PROBLEM DESCRIPTION: Pick out and copy every line of the records that contains the string "road". Case counts.
▶
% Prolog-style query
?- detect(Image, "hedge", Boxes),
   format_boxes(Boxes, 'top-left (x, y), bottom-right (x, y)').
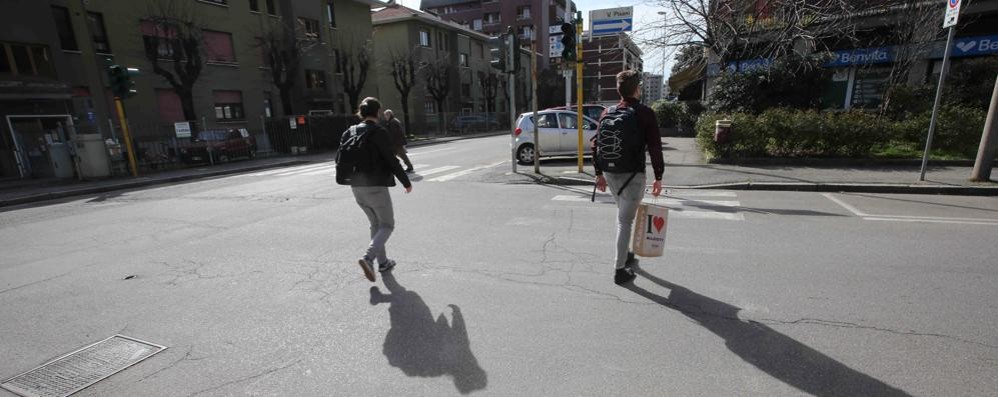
top-left (696, 106), bottom-right (986, 158)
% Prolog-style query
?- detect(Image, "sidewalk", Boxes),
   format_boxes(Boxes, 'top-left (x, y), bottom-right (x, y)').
top-left (498, 137), bottom-right (998, 196)
top-left (0, 131), bottom-right (507, 208)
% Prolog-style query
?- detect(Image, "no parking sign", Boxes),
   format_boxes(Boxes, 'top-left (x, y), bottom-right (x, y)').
top-left (943, 0), bottom-right (960, 29)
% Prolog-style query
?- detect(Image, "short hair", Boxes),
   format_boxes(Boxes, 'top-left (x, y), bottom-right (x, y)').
top-left (357, 96), bottom-right (381, 119)
top-left (617, 70), bottom-right (641, 97)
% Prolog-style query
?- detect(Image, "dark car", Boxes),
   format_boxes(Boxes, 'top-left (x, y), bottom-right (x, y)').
top-left (180, 128), bottom-right (256, 163)
top-left (547, 104), bottom-right (606, 121)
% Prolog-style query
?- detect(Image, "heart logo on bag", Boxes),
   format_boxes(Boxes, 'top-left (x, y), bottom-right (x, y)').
top-left (652, 216), bottom-right (665, 233)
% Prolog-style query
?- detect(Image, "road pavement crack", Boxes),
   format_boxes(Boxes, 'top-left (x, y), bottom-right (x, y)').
top-left (187, 358), bottom-right (305, 397)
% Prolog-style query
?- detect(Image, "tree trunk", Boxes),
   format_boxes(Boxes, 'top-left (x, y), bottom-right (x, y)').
top-left (401, 95), bottom-right (413, 135)
top-left (277, 87), bottom-right (295, 117)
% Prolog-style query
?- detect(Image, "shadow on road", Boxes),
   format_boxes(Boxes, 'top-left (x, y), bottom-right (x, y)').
top-left (371, 272), bottom-right (488, 394)
top-left (625, 269), bottom-right (910, 396)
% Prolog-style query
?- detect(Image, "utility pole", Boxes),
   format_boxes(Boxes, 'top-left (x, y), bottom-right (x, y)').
top-left (970, 76), bottom-right (998, 182)
top-left (506, 26), bottom-right (516, 173)
top-left (918, 0), bottom-right (960, 181)
top-left (575, 11), bottom-right (592, 174)
top-left (530, 35), bottom-right (541, 174)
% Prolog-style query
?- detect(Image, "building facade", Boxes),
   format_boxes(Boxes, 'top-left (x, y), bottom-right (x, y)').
top-left (0, 0), bottom-right (384, 178)
top-left (582, 32), bottom-right (644, 105)
top-left (705, 0), bottom-right (998, 109)
top-left (372, 5), bottom-right (529, 134)
top-left (420, 0), bottom-right (578, 69)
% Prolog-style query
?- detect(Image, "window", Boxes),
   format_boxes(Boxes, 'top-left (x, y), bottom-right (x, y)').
top-left (516, 6), bottom-right (530, 20)
top-left (558, 113), bottom-right (578, 130)
top-left (298, 17), bottom-right (319, 40)
top-left (263, 92), bottom-right (274, 117)
top-left (333, 49), bottom-right (343, 74)
top-left (156, 89), bottom-right (184, 123)
top-left (305, 69), bottom-right (326, 90)
top-left (139, 21), bottom-right (176, 59)
top-left (87, 12), bottom-right (111, 54)
top-left (537, 113), bottom-right (558, 128)
top-left (419, 29), bottom-right (430, 47)
top-left (326, 1), bottom-right (336, 29)
top-left (52, 6), bottom-right (80, 51)
top-left (0, 43), bottom-right (56, 78)
top-left (211, 90), bottom-right (246, 120)
top-left (202, 30), bottom-right (236, 63)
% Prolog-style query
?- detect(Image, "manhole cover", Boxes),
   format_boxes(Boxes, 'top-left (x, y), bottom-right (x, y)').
top-left (0, 335), bottom-right (166, 397)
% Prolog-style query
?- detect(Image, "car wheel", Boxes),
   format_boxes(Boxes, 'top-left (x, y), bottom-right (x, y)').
top-left (516, 143), bottom-right (534, 165)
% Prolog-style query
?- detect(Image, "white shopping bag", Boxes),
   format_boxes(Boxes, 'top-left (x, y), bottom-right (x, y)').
top-left (632, 203), bottom-right (669, 257)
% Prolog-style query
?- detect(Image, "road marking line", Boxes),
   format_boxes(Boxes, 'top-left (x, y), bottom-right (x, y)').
top-left (863, 217), bottom-right (998, 226)
top-left (821, 193), bottom-right (870, 217)
top-left (416, 165), bottom-right (461, 176)
top-left (429, 160), bottom-right (506, 182)
top-left (408, 147), bottom-right (457, 157)
top-left (275, 164), bottom-right (336, 176)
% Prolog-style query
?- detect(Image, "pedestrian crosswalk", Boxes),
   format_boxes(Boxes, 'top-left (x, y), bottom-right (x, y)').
top-left (551, 189), bottom-right (745, 221)
top-left (236, 161), bottom-right (506, 182)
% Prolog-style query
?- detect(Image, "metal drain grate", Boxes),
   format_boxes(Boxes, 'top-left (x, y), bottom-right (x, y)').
top-left (0, 335), bottom-right (166, 397)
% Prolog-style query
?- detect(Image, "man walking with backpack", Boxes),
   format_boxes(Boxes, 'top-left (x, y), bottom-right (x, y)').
top-left (593, 70), bottom-right (665, 284)
top-left (336, 97), bottom-right (412, 282)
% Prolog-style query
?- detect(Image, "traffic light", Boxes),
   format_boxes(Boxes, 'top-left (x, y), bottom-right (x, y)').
top-left (489, 35), bottom-right (509, 72)
top-left (561, 22), bottom-right (577, 62)
top-left (107, 65), bottom-right (139, 99)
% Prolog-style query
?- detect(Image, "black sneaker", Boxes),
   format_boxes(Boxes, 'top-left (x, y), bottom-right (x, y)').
top-left (357, 258), bottom-right (375, 283)
top-left (613, 267), bottom-right (637, 285)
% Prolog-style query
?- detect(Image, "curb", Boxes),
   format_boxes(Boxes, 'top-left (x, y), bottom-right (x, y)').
top-left (510, 177), bottom-right (998, 196)
top-left (0, 160), bottom-right (310, 207)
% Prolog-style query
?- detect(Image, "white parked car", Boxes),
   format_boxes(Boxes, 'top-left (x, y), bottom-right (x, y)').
top-left (513, 110), bottom-right (599, 165)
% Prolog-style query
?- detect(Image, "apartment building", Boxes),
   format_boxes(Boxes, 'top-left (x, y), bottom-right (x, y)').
top-left (0, 0), bottom-right (384, 178)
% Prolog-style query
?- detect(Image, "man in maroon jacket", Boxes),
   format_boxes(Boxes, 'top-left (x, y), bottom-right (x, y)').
top-left (593, 70), bottom-right (665, 284)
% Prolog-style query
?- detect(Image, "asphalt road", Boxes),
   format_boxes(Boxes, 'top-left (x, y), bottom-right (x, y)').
top-left (0, 137), bottom-right (998, 396)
◀
TASK ANSWER:
?- detect(Image, "road pavement crack", Boxes),
?- detect(Image, "shadow on road", Boxes),
?- detect(Image, "road marking line", Boxes),
?- detect(Image, "asphalt road", Boxes),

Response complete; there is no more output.